Copy, word for word, the line containing "Give the location" and each line that follows it in the entries below; pictures do not belong in the copy.

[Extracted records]

┌──

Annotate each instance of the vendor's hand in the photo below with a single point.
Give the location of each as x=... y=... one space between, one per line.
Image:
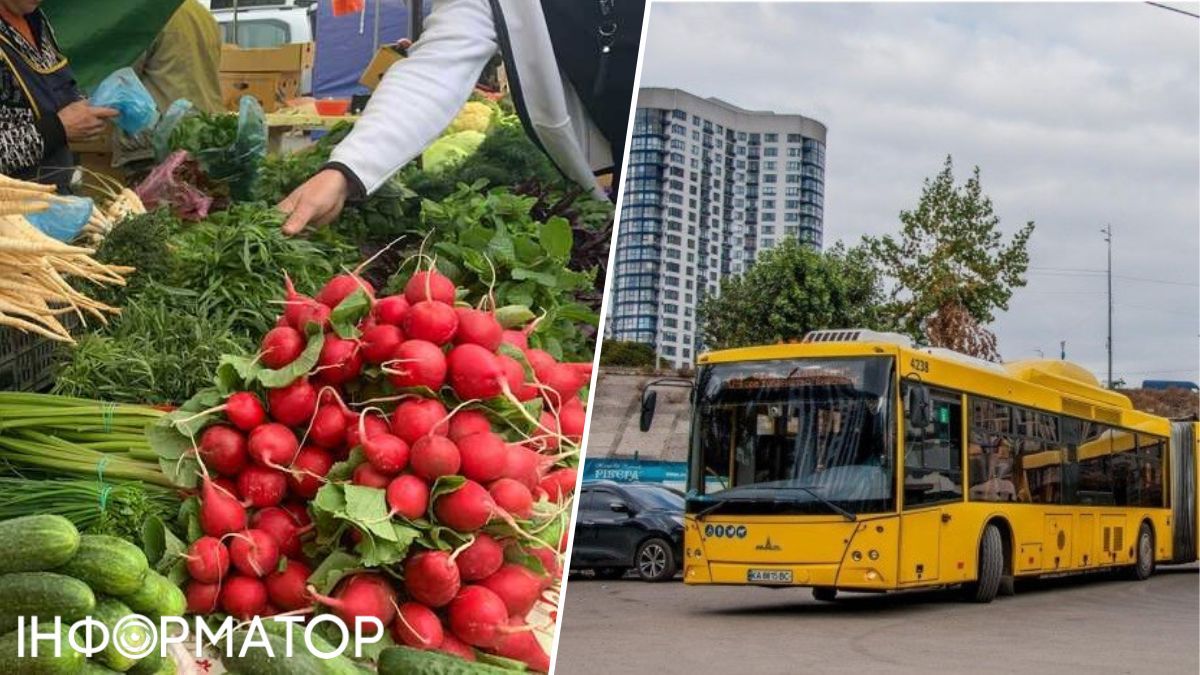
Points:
x=83 y=121
x=318 y=201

└──

● REPLY TO THE TASK:
Give the location of each as x=... y=... one space between, one per line.
Image:
Points:
x=83 y=121
x=318 y=201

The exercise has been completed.